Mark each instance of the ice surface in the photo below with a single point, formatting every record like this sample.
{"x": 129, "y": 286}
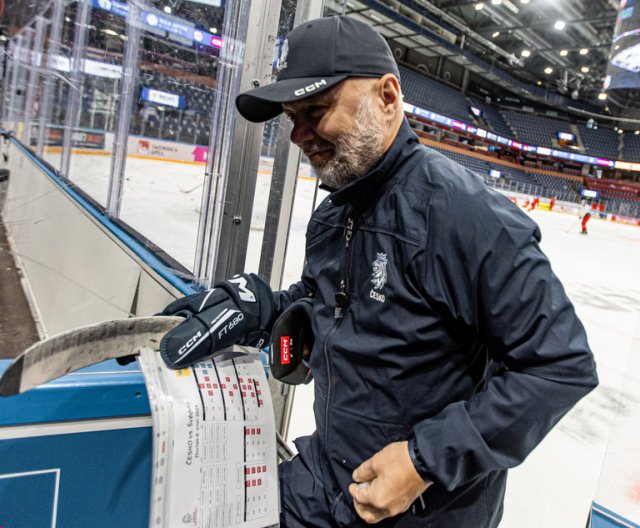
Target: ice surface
{"x": 555, "y": 486}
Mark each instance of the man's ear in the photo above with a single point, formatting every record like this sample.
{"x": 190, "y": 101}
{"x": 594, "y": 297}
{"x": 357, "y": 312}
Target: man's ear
{"x": 389, "y": 89}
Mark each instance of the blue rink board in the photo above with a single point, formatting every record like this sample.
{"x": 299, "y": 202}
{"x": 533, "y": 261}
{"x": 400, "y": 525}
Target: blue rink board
{"x": 91, "y": 479}
{"x": 83, "y": 478}
{"x": 104, "y": 390}
{"x": 602, "y": 517}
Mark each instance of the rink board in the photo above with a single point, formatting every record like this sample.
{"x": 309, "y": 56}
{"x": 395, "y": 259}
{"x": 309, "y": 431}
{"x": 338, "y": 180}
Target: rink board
{"x": 77, "y": 451}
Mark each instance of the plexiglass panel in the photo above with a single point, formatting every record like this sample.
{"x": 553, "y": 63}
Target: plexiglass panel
{"x": 59, "y": 55}
{"x": 167, "y": 144}
{"x": 98, "y": 89}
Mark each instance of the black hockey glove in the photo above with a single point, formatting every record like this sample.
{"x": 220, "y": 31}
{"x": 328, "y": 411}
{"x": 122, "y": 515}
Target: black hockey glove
{"x": 235, "y": 311}
{"x": 291, "y": 343}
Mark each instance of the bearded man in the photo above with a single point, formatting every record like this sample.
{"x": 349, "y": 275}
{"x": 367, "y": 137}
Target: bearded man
{"x": 445, "y": 347}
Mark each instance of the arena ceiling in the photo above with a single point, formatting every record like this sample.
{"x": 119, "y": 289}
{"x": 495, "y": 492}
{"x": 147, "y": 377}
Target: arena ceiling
{"x": 537, "y": 43}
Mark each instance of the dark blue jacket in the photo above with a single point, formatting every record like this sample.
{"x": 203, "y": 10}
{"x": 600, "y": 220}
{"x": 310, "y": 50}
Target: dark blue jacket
{"x": 436, "y": 313}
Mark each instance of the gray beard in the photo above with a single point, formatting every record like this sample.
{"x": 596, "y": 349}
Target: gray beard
{"x": 355, "y": 152}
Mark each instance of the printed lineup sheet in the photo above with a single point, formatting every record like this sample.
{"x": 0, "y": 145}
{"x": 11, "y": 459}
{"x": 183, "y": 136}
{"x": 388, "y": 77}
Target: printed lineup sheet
{"x": 214, "y": 443}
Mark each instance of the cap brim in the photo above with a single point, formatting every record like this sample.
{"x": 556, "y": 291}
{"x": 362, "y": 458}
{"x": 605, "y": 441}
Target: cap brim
{"x": 264, "y": 103}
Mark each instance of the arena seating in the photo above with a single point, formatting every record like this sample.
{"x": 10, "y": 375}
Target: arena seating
{"x": 601, "y": 142}
{"x": 493, "y": 117}
{"x": 536, "y": 130}
{"x": 631, "y": 147}
{"x": 427, "y": 93}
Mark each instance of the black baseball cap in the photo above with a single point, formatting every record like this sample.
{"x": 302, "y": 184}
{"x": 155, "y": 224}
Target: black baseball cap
{"x": 317, "y": 55}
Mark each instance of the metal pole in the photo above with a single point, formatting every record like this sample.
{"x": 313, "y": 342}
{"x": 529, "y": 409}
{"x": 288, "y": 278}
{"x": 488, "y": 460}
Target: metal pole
{"x": 53, "y": 50}
{"x": 8, "y": 77}
{"x": 233, "y": 142}
{"x": 283, "y": 181}
{"x": 34, "y": 75}
{"x": 75, "y": 84}
{"x": 123, "y": 118}
{"x": 17, "y": 50}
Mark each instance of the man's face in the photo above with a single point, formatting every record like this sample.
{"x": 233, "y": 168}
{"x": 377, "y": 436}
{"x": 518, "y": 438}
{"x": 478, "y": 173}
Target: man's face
{"x": 340, "y": 131}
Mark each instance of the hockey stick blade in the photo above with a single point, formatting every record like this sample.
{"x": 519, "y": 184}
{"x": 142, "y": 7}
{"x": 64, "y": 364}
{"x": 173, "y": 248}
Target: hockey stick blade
{"x": 61, "y": 354}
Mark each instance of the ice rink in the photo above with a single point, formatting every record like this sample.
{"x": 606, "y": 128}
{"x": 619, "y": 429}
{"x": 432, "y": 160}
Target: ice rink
{"x": 555, "y": 486}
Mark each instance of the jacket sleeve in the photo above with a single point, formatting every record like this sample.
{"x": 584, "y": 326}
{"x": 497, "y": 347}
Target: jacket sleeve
{"x": 302, "y": 288}
{"x": 487, "y": 269}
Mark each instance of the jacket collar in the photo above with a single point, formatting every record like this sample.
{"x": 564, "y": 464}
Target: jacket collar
{"x": 363, "y": 192}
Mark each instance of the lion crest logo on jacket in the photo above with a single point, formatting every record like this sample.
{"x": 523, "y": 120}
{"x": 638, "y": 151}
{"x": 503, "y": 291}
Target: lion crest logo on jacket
{"x": 379, "y": 271}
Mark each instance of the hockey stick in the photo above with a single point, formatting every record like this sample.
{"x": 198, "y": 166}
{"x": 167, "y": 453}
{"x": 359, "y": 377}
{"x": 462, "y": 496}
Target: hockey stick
{"x": 61, "y": 354}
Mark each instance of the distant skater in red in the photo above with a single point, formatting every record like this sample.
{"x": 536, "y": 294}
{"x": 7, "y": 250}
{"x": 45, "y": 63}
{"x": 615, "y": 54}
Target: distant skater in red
{"x": 585, "y": 218}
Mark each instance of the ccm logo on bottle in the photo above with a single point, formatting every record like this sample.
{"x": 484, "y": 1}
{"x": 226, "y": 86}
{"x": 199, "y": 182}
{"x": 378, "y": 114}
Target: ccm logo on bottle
{"x": 311, "y": 88}
{"x": 285, "y": 350}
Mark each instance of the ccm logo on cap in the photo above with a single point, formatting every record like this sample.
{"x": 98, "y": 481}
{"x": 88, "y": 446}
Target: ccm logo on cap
{"x": 285, "y": 350}
{"x": 311, "y": 88}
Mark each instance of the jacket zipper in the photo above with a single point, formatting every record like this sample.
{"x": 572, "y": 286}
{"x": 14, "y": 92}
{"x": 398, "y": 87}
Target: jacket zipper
{"x": 341, "y": 303}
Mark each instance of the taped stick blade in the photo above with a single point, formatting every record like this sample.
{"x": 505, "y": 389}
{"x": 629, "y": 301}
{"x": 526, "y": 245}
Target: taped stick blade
{"x": 82, "y": 347}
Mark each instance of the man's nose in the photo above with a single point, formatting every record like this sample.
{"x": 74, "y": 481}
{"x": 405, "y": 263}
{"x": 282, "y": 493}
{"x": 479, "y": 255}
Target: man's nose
{"x": 302, "y": 131}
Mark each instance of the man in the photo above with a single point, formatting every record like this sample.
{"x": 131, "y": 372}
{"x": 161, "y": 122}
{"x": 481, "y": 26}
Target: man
{"x": 445, "y": 348}
{"x": 586, "y": 216}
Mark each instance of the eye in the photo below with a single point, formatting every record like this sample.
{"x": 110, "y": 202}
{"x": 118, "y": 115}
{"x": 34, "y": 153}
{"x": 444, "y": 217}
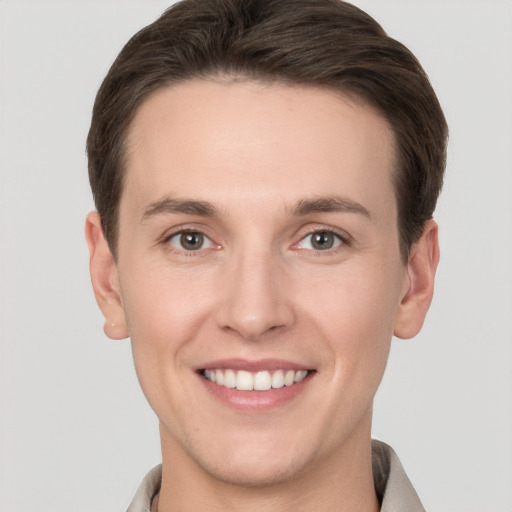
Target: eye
{"x": 190, "y": 241}
{"x": 321, "y": 241}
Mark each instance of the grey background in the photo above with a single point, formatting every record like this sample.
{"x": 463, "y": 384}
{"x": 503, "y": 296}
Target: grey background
{"x": 75, "y": 431}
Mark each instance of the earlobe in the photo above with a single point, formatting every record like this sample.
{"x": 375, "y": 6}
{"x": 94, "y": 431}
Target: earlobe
{"x": 421, "y": 271}
{"x": 104, "y": 279}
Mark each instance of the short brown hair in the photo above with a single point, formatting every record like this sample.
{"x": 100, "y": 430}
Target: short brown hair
{"x": 326, "y": 43}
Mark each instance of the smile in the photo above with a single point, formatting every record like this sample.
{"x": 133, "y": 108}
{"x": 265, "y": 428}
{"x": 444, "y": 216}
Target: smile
{"x": 254, "y": 381}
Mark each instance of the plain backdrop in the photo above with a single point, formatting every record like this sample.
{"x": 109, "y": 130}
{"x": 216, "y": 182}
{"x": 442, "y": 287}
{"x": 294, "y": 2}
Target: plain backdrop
{"x": 76, "y": 433}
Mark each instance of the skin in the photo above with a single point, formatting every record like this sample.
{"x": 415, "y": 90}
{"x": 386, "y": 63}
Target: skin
{"x": 257, "y": 289}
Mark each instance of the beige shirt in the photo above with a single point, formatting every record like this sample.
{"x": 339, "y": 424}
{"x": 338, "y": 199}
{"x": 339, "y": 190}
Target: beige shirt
{"x": 391, "y": 483}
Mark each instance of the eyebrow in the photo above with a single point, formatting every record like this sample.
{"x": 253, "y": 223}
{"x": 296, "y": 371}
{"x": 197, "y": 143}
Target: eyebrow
{"x": 169, "y": 205}
{"x": 334, "y": 204}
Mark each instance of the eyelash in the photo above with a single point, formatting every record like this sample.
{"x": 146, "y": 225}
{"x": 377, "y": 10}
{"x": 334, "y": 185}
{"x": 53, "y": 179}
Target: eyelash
{"x": 343, "y": 239}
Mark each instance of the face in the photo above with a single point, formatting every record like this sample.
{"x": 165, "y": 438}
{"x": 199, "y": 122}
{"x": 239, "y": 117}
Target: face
{"x": 259, "y": 274}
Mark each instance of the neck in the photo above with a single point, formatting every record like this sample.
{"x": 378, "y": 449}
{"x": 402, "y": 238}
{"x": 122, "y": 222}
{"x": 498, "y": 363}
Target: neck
{"x": 341, "y": 481}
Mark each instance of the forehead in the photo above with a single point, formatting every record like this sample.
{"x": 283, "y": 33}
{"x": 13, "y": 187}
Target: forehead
{"x": 249, "y": 139}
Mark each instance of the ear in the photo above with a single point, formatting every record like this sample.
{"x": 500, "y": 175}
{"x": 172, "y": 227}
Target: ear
{"x": 105, "y": 282}
{"x": 419, "y": 286}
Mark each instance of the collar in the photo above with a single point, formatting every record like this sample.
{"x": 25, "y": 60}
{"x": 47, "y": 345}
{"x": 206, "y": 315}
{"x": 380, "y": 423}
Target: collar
{"x": 393, "y": 488}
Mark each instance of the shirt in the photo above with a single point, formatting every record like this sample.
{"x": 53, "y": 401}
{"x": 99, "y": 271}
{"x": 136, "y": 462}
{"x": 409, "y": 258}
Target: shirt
{"x": 394, "y": 490}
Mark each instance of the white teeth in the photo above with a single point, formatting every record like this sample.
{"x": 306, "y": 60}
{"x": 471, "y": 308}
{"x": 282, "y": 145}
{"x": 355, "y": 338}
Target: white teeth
{"x": 244, "y": 381}
{"x": 259, "y": 381}
{"x": 300, "y": 375}
{"x": 230, "y": 379}
{"x": 289, "y": 378}
{"x": 278, "y": 379}
{"x": 262, "y": 381}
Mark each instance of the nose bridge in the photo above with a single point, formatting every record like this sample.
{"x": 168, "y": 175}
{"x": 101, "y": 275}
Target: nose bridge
{"x": 255, "y": 300}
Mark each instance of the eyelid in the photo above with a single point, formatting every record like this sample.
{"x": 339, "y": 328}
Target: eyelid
{"x": 343, "y": 236}
{"x": 180, "y": 230}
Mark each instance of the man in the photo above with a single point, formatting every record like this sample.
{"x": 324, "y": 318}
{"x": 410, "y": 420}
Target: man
{"x": 265, "y": 175}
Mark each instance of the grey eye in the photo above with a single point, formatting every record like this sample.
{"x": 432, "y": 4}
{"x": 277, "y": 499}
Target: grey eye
{"x": 321, "y": 241}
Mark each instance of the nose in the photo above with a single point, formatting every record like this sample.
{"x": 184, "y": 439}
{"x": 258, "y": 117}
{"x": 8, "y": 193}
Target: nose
{"x": 256, "y": 300}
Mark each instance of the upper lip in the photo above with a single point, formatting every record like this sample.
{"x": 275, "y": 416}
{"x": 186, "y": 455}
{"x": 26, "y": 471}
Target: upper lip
{"x": 253, "y": 365}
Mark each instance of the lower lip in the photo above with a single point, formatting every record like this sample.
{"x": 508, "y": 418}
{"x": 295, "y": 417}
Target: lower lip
{"x": 256, "y": 401}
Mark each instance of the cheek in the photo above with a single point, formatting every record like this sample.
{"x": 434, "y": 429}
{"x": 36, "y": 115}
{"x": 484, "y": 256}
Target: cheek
{"x": 354, "y": 310}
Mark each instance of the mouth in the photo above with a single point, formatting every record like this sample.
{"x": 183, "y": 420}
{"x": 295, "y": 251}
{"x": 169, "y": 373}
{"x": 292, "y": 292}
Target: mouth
{"x": 243, "y": 380}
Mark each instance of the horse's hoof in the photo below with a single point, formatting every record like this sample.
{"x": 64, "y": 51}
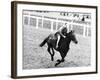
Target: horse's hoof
{"x": 62, "y": 60}
{"x": 58, "y": 60}
{"x": 52, "y": 59}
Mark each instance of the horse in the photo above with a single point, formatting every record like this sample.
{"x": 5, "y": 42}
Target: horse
{"x": 63, "y": 45}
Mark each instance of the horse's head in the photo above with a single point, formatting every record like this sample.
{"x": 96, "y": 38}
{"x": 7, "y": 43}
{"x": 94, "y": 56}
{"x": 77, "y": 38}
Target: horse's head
{"x": 72, "y": 36}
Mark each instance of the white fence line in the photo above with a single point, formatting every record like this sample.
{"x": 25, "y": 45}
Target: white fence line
{"x": 85, "y": 27}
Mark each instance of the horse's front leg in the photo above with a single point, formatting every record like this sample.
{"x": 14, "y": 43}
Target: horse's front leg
{"x": 53, "y": 54}
{"x": 50, "y": 53}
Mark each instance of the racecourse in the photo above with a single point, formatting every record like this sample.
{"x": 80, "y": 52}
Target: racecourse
{"x": 35, "y": 57}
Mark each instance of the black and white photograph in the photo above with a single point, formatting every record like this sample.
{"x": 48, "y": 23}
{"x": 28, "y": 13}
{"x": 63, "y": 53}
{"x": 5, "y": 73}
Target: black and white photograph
{"x": 54, "y": 39}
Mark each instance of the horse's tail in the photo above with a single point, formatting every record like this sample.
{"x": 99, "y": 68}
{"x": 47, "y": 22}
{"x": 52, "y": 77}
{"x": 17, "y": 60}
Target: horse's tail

_ _ _ _ _ _ _

Requirement: Give back the records above exactly, limited to the lines between the one holding "Target: eyebrow" and the one holding "Mark each instance of the collar", inclusive.

Your solution:
Target: eyebrow
{"x": 169, "y": 205}
{"x": 334, "y": 204}
Mark each instance of the eyelash in the photo above with a single point, formatting every record like this sample.
{"x": 146, "y": 225}
{"x": 377, "y": 10}
{"x": 334, "y": 185}
{"x": 53, "y": 179}
Target: eyelash
{"x": 343, "y": 239}
Mark each instance of the face in the photo above with a single point, formatting every record like this sample.
{"x": 165, "y": 438}
{"x": 199, "y": 122}
{"x": 239, "y": 117}
Target: face
{"x": 259, "y": 274}
Mark each instance of the neck in the photo above with a single point, formatting every record like this sample.
{"x": 378, "y": 449}
{"x": 402, "y": 238}
{"x": 122, "y": 222}
{"x": 498, "y": 363}
Target: neck
{"x": 341, "y": 481}
Mark each instance of the forehead in the photo above with a single point, formatting every record like this sample.
{"x": 283, "y": 33}
{"x": 13, "y": 187}
Target: forehead
{"x": 249, "y": 139}
Mark each instance of the ear in the photo above with a single point, formatting every record like this sample.
{"x": 500, "y": 175}
{"x": 172, "y": 227}
Target: ear
{"x": 105, "y": 282}
{"x": 419, "y": 286}
Mark each instance of the collar in the photo above with a single point, formatting every record like this sample.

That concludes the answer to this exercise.